=== Fragment dokumentu ===
Mając na względzie przedstawione zapisy umów, należy wskazać, że przepis art. 358 k.c. w brzmieniu obowiązującym w datach zawarcia umów (tj. w brzmieniu obowiązującym od 25 września 2003 roku do 23 stycznia 2009 roku) stanowił, że z zastrzeżeniem wyjątków w ustawie przewidzianych, zobowiązania pieniężne na terenie Rzeczypospolitej Polskiej mogą być wyrażane tylko w pieniądzu polskim.

=== Zadanie 1 ===
Proszę przytoczyć wiernie część fragmentu dokumentu, rozpoczynając od słów „Mając na względzie” i kończąc na słowach „w pieniądzu polskim.”.
Zamieszczone dalej wpisy nie mają żadnego związku z fragmentem dokumentu.

=== Fragmenty danych ===
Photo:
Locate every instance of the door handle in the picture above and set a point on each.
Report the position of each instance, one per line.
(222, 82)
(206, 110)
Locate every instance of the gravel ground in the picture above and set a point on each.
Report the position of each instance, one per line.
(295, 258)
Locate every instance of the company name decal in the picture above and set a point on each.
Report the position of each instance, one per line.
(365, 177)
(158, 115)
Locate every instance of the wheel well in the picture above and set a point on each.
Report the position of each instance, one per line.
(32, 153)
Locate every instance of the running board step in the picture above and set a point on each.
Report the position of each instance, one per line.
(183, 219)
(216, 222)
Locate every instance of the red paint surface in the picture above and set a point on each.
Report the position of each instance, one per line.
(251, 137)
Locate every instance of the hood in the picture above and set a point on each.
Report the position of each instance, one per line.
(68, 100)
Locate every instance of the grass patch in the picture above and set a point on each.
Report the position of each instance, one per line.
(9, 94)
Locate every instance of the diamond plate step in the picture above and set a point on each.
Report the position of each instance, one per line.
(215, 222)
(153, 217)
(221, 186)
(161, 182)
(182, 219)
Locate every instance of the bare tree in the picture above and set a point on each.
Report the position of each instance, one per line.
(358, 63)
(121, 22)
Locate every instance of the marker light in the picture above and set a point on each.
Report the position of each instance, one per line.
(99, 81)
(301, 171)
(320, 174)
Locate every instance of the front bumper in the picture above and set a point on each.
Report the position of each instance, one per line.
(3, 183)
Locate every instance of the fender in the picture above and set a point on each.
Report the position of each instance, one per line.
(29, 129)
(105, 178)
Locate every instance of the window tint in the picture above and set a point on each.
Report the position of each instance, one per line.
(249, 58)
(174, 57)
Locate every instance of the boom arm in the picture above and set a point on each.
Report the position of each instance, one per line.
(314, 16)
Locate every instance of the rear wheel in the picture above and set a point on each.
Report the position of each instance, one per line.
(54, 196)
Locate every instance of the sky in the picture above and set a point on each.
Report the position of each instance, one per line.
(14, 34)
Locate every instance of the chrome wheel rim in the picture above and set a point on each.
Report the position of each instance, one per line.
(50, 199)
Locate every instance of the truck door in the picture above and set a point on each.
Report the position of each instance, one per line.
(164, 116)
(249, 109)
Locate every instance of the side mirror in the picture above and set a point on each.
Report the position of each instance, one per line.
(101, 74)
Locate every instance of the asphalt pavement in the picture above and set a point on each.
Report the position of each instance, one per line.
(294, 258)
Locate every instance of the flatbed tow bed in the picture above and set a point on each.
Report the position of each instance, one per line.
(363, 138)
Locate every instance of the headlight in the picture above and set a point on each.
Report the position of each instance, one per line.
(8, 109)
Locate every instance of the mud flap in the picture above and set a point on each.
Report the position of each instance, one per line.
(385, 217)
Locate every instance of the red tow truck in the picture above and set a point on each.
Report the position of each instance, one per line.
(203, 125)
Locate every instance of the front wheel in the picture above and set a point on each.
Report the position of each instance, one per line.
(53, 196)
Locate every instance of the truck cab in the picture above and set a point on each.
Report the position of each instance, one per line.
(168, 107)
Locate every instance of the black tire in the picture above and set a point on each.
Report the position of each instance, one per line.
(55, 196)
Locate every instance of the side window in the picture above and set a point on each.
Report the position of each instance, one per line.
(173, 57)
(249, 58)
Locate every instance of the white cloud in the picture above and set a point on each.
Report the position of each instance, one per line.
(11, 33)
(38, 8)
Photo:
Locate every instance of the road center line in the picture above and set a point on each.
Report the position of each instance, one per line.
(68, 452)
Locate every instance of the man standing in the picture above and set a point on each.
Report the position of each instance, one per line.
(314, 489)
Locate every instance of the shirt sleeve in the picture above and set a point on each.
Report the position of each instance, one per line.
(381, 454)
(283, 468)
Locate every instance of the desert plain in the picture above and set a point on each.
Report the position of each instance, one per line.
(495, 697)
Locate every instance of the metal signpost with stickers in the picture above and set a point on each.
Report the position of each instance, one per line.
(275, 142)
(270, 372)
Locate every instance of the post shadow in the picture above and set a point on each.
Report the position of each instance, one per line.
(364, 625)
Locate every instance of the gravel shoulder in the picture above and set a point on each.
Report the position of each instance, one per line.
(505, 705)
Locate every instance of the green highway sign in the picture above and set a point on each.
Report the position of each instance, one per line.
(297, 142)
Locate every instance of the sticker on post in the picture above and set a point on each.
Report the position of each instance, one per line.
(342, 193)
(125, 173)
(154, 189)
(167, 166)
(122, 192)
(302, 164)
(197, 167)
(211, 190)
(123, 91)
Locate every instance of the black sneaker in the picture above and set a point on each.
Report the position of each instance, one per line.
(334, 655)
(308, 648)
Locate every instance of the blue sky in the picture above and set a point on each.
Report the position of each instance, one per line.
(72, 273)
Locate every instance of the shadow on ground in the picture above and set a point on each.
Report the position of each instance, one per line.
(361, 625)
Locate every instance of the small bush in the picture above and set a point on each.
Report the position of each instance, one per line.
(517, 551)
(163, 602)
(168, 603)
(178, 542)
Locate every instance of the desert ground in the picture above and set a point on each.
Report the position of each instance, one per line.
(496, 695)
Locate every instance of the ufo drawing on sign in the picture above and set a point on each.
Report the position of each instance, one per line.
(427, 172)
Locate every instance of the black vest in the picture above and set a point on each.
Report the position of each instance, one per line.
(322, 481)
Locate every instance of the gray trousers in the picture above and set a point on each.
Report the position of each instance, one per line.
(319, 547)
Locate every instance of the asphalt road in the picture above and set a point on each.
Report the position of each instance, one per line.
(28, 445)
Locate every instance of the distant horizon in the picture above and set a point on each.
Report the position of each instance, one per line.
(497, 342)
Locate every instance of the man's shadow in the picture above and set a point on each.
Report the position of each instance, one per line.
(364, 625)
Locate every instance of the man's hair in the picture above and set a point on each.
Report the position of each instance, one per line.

=== Zadanie 2 ===
Proszę podać, ile wierszy we wpisach zawiera słowo „gravel”, ograniczając odpowiedź do samej liczby.

=== Oczekiwana odpowiedź 1 ===
Mając na względzie przedstawione zapisy umów, należy wskazać, że przepis art. 358 k.c. w brzmieniu obowiązującym w datach zawarcia umów (tj. w brzmieniu obowiązującym od 25 września 2003 roku do 23 stycznia 2009 roku) stanowił, że z zastrzeżeniem wyjątków w ustawie przewidzianych, zobowiązania pieniężne na terenie Rzeczypospolitej Polskiej mogą być wyrażane tylko w pieniądzu polskim.

=== Oczekiwana odpowiedź 2 ===
2